◆ What is needed
Copy out every line of the listing below, keeping each one word for word.
* begin Given records *
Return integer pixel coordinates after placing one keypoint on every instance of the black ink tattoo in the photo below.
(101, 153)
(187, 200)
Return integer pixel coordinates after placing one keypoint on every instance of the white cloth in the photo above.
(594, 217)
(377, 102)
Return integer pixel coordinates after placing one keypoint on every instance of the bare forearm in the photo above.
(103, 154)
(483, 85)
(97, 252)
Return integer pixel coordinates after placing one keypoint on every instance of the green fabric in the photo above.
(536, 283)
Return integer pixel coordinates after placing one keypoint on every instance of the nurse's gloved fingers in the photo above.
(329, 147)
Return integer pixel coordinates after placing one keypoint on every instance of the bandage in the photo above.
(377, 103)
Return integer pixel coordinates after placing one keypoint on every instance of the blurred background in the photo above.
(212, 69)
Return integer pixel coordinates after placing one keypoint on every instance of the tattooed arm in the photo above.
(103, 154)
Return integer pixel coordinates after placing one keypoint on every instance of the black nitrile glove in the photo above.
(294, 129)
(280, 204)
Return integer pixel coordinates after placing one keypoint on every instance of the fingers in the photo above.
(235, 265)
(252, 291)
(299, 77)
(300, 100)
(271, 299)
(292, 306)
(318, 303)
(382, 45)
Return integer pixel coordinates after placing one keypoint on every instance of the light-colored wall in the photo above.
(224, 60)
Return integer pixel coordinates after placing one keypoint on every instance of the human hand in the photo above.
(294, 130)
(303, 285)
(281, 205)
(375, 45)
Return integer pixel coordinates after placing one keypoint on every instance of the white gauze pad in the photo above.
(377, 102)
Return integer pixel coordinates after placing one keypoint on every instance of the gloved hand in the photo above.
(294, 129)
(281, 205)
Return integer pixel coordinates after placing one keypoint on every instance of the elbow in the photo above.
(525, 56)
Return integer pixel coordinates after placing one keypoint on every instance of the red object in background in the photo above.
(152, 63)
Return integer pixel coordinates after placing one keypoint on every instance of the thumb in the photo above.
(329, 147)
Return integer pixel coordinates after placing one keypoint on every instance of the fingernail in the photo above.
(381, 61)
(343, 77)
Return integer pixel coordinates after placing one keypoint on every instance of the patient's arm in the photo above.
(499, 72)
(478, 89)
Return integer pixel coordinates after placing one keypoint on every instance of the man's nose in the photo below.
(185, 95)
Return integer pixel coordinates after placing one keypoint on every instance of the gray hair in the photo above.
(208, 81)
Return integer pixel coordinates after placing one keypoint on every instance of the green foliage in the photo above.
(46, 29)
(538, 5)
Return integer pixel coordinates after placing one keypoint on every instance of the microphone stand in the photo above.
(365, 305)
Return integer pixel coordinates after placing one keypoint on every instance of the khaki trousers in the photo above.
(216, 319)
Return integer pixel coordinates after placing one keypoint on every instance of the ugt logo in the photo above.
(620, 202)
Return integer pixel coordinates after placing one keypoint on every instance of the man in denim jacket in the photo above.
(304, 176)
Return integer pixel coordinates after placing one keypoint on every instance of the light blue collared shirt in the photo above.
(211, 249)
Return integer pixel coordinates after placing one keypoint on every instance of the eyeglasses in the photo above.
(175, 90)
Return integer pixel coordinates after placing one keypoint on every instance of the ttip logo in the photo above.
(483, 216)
* end Given records *
◆ Solution for this task
Return integer pixel coordinates after placing one keypoint on every instance of the black ink tattoo in the photo below.
(101, 153)
(187, 200)
Return integer pixel coordinates after placing one keypoint on every instance of the white cloth in the photo above.
(594, 217)
(377, 102)
Return integer pixel coordinates after placing one keypoint on every instance of the bare forearm in the photo above.
(103, 154)
(483, 85)
(97, 252)
Return integer pixel coordinates after placing one keypoint on every instance of the green fabric in the photo above.
(536, 283)
Return integer pixel coordinates after placing one keypoint on every instance of the nurse's gloved fingers in the photo above.
(329, 147)
Return integer pixel coordinates after placing one keypoint on every instance of the bandage in the photo above.
(377, 103)
Return integer pixel coordinates after placing one keypoint on every instance of the blurred background in the photo above.
(212, 69)
Return integer pixel coordinates after placing one keypoint on every instance of the tattooed arm in the photo above.
(103, 154)
Return integer pixel coordinates after placing one keypoint on every instance of the black nitrile glove in the photo above.
(294, 129)
(280, 204)
Return integer pixel coordinates after placing one keypoint on every instance of the fingers in the photo above.
(235, 265)
(252, 291)
(299, 77)
(300, 100)
(271, 299)
(292, 306)
(318, 303)
(382, 45)
Return integer pixel coordinates after placing one keypoint on every instance of the light-colored wall in the photo above.
(224, 60)
Return integer pixel coordinates after placing one keypoint on every instance of the human hand in the photo above.
(294, 130)
(303, 285)
(281, 205)
(375, 45)
Return integer pixel coordinates after placing one keypoint on every instance of the white gauze pad in the photo above.
(377, 102)
Return integer pixel coordinates after placing one keypoint on every instance of the gloved hand in the photo above.
(294, 129)
(281, 205)
Return integer pixel coordinates after placing one keypoint on every instance of the elbow in the photo above.
(525, 56)
Return integer pixel coordinates after placing one keypoint on every instance of the red object in background in the photo above.
(152, 63)
Return integer pixel coordinates after placing one keypoint on every instance of the thumb in the photo above.
(329, 147)
Return integer pixel coordinates after placing one keypoint on every instance of the fingernail in the photo above.
(381, 61)
(343, 77)
Return integer pixel coordinates after placing one keypoint on every instance of the patient's arm in the photo above.
(499, 72)
(478, 89)
Return integer pixel coordinates after placing one keypoint on every instance of the man's nose in the photo below.
(185, 95)
Return integer pixel coordinates after placing one keypoint on every instance of the gray hair in the photo above.
(208, 81)
Return integer pixel coordinates after placing one keypoint on every instance of the green foliage in the photo above.
(46, 29)
(538, 5)
Return integer pixel coordinates after placing one keypoint on every instance of the microphone stand in the photo above.
(365, 305)
Return integer pixel coordinates after placing one keypoint on every instance of the khaki trousers in the photo above.
(216, 319)
Return integer pixel coordinates after placing one keypoint on every instance of the ugt logo in the photo above.
(620, 202)
Return integer pixel coordinates after placing one keypoint on every instance of the man in denim jacket in the photo above.
(304, 176)
Return integer pixel coordinates after placing one keypoint on every instance of the light blue collared shirt in the photo above.
(211, 249)
Return integer pixel coordinates after placing one keypoint on every instance of the eyeglasses in the photo above.
(175, 90)
Return integer pixel coordinates after placing one keypoint on every instance of the ttip logo in the photo above.
(483, 216)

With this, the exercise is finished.